[Start of TEXT SEGMENT]

ARMM women play key roles in governance

John Unson - Philstar.com

COTABATO CITY, Philippines – Malacañang’s recent designation of two Muslim women as prosecutors for Maguindanao and Lanao del Sur made more relevant the 2016 commemoration in the south of the National Women’s Month.

This year’s Women’s Month in the Philippines, themed “Kapakanan ni Juana, Isama sa Agenda,” started on March 1 and will last until March 31.

President Benigno Aquino III had appointed prior lawyers Rohaira Lao and Loren Hallila Lao as provincial prosecutors for Maguindanao and Lanao del Sur, respectively, both component provinces of the Autonomous Region in Muslim Mindanao (ARMM).

The two newly-appointed prosecutors, both Maranaws, are related to each other by blood.

ARMM Gov. Mujiv Hataman, chairman of the regional peace and order council in the autonomous region, on Thursday said while the Department of Justice (DOJ) is an agency the national government cannot devolve to the regional government, Malacañang’s having installed two female Muslim prosecutors are both an inspiration and honor for them.

“It’s a big honor for us, in general, and for the ARMM’s Muslim, Christian and Lumad women sectors in particular. The ARMM is not bereft of women who are qualified to help run the government in this part of the Philippines,” Hataman said.

Hataman said he and his constituent-officials in the region are grateful to Aquino for entrusting the provincial prosecutors’ offices in Maguindanao and Lanao del Sur to Muslim women.

Lawyer Rohaira, most known as “Kookai,” is a Maranaw from Lanao del Sur. She joined the DOJ in 2007, after serving as legal officer in the Department of Trade and Industry (DTI).

Lawyer Loren, also from the same province, has had extensive lawyering practice before she became provincial prosecutor too.

A strong bloc of women is helping the Hataman administration govern since 2012 the autonomous region, which covers Maguindanao and Lanao del Sur, which are both in Mainland Mindanao, and the island provinces of Basilan, Sulu and Tawi-Tawi.

The executive secretary of ARMM, human rights lawyer Laisa Masuhud Alamia, is a Tausug woman who fluently speaks the Visayan and Chavakano dialects besides her native vernacular.

As regional executive secretary, Alamia is the immediate “alter ego” of Hataman.

Baintan Adil Ampatuan (Maguindanaon), Amihilda Sangcopan (Tausug), Maritess Maguindra (Iranun) and Rahima Alba (Maguindanaon) are the ARMM’s incumbent regional planning director and secretaries of the agrarian reform, tourism and social welfare departments, respectively.

Dyan Sangkula Jumaide, a nurse from Tawi-Tawi, is ARMM’s assistant health secretary. Hataman's regional cabinet secretary is Khal Mambuay Campong, who is also a Maranaw.

The director of ARMM's Bureau of Fisheries is Janice Musali. At the helm of the Regional Commission on Bangsamoro Women is Jehanne Mutin, also from Lanao del Sur.

The solicitor-general of the region is lawyer Sahara Alia Silongan. Myra Mangkabung, a Yakan from Basilan, is the regional secretary of ARMM's Department of Science and technology.

[End of TEXT SEGMENT]

INSTRUCTION A
Output the passage of the ARMM women article between "The executive secretary" and "also a Maranaw.", inclusive.
INSTRUCTION B
Answer these questions from the article on ARMM women:
(i) On what dates did the 2016 Women's Month in the Philippines start and end?
(ii) In which department did Rohaira Lao serve as legal officer before joining the DOJ?
(iii) Who is the director of ARMM's Bureau of Fisheries?
Draw only on the article about women in ARMM governance, with no outside knowledge.

[Start of GIVEN INFORMATION]

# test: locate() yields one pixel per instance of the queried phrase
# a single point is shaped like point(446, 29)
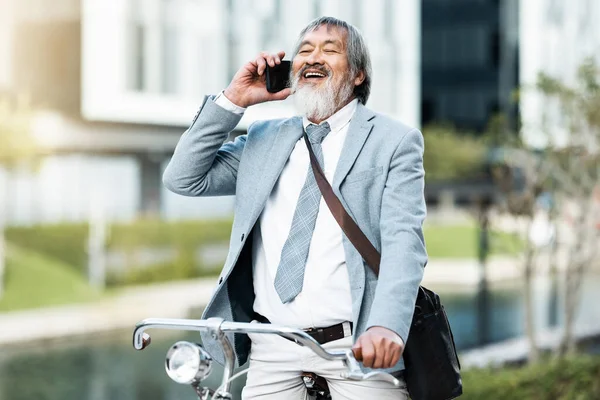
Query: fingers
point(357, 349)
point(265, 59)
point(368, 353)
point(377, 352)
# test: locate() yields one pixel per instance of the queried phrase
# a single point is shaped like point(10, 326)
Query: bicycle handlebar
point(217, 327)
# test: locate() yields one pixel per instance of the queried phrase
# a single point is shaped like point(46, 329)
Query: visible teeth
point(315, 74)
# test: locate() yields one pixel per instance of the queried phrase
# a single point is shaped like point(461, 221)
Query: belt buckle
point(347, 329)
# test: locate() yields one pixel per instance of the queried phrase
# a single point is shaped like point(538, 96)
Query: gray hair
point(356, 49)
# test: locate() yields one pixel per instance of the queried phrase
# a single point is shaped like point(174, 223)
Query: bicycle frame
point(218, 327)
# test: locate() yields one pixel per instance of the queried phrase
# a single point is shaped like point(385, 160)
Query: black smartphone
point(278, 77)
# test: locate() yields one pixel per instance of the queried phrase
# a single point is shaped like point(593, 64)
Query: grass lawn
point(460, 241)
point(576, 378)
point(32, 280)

[End of GIVEN INFORMATION]

OUTPUT A
The executive secretary of ARMM, human rights lawyer Laisa Masuhud Alamia, is a Tausug woman who fluently speaks the Visayan and Chavakano dialects besides her native vernacular.

As regional executive secretary, Alamia is the immediate “alter ego” of Hataman.

Baintan Adil Ampatuan (Maguindanaon), Amihilda Sangcopan (Tausug), Maritess Maguindra (Iranun) and Rahima Alba (Maguindanaon) are the ARMM’s incumbent regional planning director and secretaries of the agrarian reform, tourism and social welfare departments, respectively.

Dyan Sangkula Jumaide, a nurse from Tawi-Tawi, is ARMM’s assistant health secretary. Hataman's regional cabinet secretary is Khal Mambuay Campong, who is also a Maranaw.

OUTPUT B
(i) It started on March 1 and ends on March 31.
(ii) The Department of Trade and Industry (DTI).
(iii) Janice Musali.